:: DATA FOR REVIEW ::

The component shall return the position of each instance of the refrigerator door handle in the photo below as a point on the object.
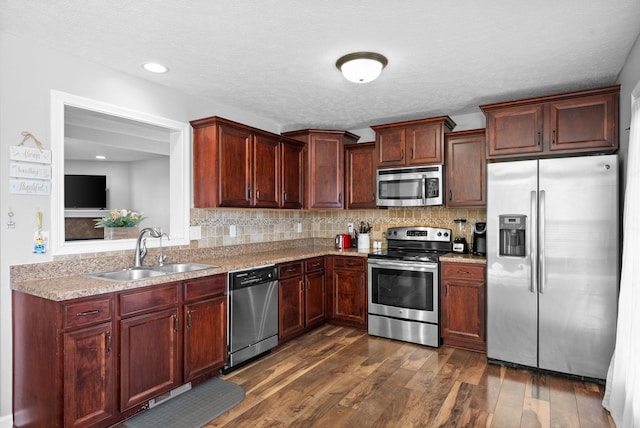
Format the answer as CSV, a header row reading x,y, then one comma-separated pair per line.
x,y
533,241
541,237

:::

WHAT YOU HAVE TO DO:
The answer must restate each entry word for word and contain no images.

TASK ANSWER:
The component shall return the position of each instance of the refrigerator door handle in the photo below as a point on the object.
Format the answer as CSV, a header row reading x,y, then one comma-separated pair per line.
x,y
533,241
541,237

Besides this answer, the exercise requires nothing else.